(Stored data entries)
=== Section Start ===

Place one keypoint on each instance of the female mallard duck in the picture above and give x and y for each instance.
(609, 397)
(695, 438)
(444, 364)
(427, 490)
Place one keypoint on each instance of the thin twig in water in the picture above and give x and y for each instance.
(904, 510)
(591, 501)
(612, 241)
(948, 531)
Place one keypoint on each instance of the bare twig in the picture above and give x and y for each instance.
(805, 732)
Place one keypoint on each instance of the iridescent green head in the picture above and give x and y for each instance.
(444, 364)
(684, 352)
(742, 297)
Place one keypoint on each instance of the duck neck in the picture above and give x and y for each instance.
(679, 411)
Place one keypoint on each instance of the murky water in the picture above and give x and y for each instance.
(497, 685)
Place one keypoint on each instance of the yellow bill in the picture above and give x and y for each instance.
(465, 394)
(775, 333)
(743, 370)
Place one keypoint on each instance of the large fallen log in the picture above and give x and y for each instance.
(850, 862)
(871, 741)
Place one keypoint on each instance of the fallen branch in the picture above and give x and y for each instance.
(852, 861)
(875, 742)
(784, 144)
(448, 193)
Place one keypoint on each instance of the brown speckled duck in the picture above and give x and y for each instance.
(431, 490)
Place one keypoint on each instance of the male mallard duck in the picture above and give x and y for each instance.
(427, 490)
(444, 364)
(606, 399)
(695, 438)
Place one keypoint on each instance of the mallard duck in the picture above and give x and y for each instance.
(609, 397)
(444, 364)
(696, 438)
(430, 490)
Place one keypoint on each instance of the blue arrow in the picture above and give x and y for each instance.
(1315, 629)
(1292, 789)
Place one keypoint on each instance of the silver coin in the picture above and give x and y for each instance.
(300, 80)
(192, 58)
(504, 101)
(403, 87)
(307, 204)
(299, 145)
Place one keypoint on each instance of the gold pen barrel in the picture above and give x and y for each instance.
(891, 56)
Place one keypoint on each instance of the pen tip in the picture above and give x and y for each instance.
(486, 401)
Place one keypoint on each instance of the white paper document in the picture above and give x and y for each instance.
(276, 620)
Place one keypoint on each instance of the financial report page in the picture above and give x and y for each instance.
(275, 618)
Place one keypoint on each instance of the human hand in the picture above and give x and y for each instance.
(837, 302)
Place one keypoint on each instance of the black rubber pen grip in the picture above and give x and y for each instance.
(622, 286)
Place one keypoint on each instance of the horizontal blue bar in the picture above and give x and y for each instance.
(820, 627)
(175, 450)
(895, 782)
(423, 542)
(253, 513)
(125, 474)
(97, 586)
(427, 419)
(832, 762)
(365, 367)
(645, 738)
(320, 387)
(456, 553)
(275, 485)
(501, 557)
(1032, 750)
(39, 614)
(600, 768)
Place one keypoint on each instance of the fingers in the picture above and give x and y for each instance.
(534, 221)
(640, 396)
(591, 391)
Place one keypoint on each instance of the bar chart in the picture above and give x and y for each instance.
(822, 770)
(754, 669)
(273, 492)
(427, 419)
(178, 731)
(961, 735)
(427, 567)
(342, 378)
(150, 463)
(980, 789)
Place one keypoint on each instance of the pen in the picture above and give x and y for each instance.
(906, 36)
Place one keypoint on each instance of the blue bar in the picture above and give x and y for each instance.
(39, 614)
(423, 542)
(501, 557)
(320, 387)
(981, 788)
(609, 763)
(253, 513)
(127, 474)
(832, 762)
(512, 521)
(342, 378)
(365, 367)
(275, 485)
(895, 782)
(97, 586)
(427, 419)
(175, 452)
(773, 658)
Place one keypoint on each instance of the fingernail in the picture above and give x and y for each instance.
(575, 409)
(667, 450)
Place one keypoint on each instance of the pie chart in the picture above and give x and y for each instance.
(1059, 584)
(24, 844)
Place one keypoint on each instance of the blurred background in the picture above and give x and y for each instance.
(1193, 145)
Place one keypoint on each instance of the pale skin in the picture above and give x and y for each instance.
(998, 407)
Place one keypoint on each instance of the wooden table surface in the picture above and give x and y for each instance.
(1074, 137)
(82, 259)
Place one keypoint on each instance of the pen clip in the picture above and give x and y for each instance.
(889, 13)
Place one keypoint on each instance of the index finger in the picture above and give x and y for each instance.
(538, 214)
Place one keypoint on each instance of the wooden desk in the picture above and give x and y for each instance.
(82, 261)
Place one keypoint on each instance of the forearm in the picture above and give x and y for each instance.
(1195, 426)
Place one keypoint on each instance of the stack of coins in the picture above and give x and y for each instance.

=== Section End ===

**EXERCISE BRIEF:** Please copy the data above in its entirety, exactly as written.

**EXERCISE RESPONSE:**
Place one keypoint on each instance of the female mallard duck in the picture above and give x and y for each instance.
(609, 397)
(695, 438)
(444, 364)
(427, 490)
Place one keypoint on each instance of the thin twig in water in the picture above and give x and y for each instance.
(904, 510)
(591, 501)
(612, 241)
(948, 531)
Place one keypoint on each instance of the bare twig in the picture above and give x and y for each instance.
(805, 732)
Place one keypoint on each instance of the iridescent green head in the picture above and give x and y for each instance.
(444, 364)
(684, 352)
(742, 297)
Place one keypoint on each instance of the duck neck in the picture above and give x and y for each instance.
(679, 411)
Place one keypoint on each instance of the murky water in the picture above and give x and y for each instance.
(497, 685)
Place one keypoint on each instance of the yellow bill in the picture above and give x and y for each instance.
(465, 394)
(775, 333)
(743, 370)
Place one keypoint on each instance of the large fallen log in the picture above and give x and y for each instance.
(850, 862)
(871, 741)
Place one keypoint on each instance of the fallen branch in the picture above and give x and y for each instance.
(852, 861)
(875, 742)
(784, 144)
(448, 193)
Place one keypoint on each instance of the brown speckled duck in the picture above and give x and y for each instance.
(431, 490)
Place one keypoint on each instance of the male mallard duck in the picture above and give x and y for each instance.
(427, 490)
(444, 364)
(606, 399)
(695, 438)
Place one keypoint on each instance of the mallard duck in the picture above and give x and y for each instance.
(609, 397)
(444, 364)
(696, 438)
(430, 490)
Place one keypoint on each instance of the blue arrow in the picture above and give x and y for each instance.
(1315, 629)
(1292, 789)
Place one keypoint on each instance of the silver coin in the picture above and give x and y for each instance.
(300, 80)
(192, 58)
(504, 101)
(403, 87)
(307, 204)
(299, 145)
Place one keypoint on each instance of the gold pen barrel in the picture above and give x and y for each instance.
(891, 56)
Place one keypoint on each instance of the pen tip in the picture above and give x and y for each instance.
(486, 401)
Place one keypoint on each instance of the white paper document in the picture above and give x and y for each instance.
(276, 620)
Place one keypoint on each instance of the financial report page in the picture above and give x and y for each instance.
(275, 618)
Place one keypoint on each instance of the human hand in the picture above and give x and y for each instance.
(837, 302)
Place one keypoint on each instance of the black rubber pen grip in the picture above and give x and y for each instance.
(622, 286)
Place one keypoint on each instance of the horizontal blue bar in the picture above and give x and y for each instance.
(820, 627)
(175, 450)
(895, 782)
(423, 542)
(253, 513)
(125, 474)
(97, 586)
(427, 419)
(832, 762)
(365, 367)
(645, 738)
(320, 387)
(456, 553)
(275, 485)
(501, 557)
(1032, 750)
(39, 614)
(600, 768)
Place one keypoint on each instance of the fingers in the picture above and give x and y for each instance.
(534, 221)
(640, 396)
(591, 391)
Place one keypoint on each instance of the bar chart in the picture above and give x and y for each instance.
(822, 770)
(754, 669)
(273, 492)
(427, 419)
(178, 731)
(961, 735)
(427, 567)
(342, 378)
(150, 463)
(980, 789)
Place one keypoint on each instance of the pen in the picture above and give x and y for each instance.
(906, 36)
Place one keypoint on each instance of the blue bar in the picture above and give x and y for each instance.
(39, 614)
(423, 542)
(501, 557)
(320, 387)
(981, 788)
(609, 763)
(253, 513)
(127, 474)
(832, 762)
(512, 521)
(342, 378)
(365, 367)
(275, 485)
(895, 782)
(97, 586)
(427, 419)
(175, 452)
(773, 658)
Place one keypoint on each instance of the fingernail in the picture above and give x and y for each instance.
(575, 409)
(667, 450)
Place one keypoint on each instance of the pie chart in the picture above and give x and y for each instance.
(1059, 584)
(24, 844)
Place one keypoint on each instance of the blurred background in the picture above and give x and y for each instance.
(1193, 145)
Place one keypoint on each instance of the pale skin in the picture above and give x and y for each instance.
(998, 407)
Place one keypoint on each instance of the wooden table surface in the picture above and give x and y for each instance.
(1074, 137)
(82, 259)
Place one keypoint on each instance of the pen clip in the picture above and give x and y for each instance.
(889, 13)
Place one keypoint on each instance of the index finger in the picture above and give x and y for each instance.
(538, 214)
Place one keypoint on each instance of the wooden desk in the picture above and give x and y for each instance.
(82, 261)
Place one keypoint on each instance of the forearm in the picture above and give x and y for each instance.
(1195, 426)
Place one keypoint on each instance of the stack of coins in the picture above and give x and y for each instance.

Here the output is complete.